# Inzoneiro e Merencória



## chechito1976

Prezados, 
Qual é o significado das palavras "inzoneiro" e "merencória" da canção "Aquarela do Brasil" do Ary Barroso?, não encontro o significado delas neste dicionário. Há um ano, o usuario "Vanda" respondeu uma pergunta sobre o significado da palavra "sestrosa" (o foro tem esse nome).
Serão também palavras em desuso?.
Saudações,

Chechito1976


----------



## As2009

Inzoneiro – pessoa que faz inzonia, que faz intrigas ou pessoa que é sonsa (boba) ou manhosa.

  Merencório – triste (forma antiga para a palavra melancólico).

  Curiosidade: nossos dicionários quando vão citar exemplos de frases com estas palavras também se utilizam da música Aquarela do Brasil.

  Que eu saiba ambas as palavras já caíram em desuso a muito tempo.

  Adriana


  PS: Meu primeiro post. Espero não estar falando bobagens ou cometendo alguma gafe.

> [Segmento de dados]:
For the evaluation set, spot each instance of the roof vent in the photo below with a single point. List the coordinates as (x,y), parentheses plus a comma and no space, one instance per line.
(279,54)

> [Instruções do exercício]:
No tópico sobre "inzoneiro" e "merencória", de qual palavra "merencório" é apontado como forma antiga? O material não tem nenhum papel nesta tarefa.

> [Solução completa]:
Melancólico.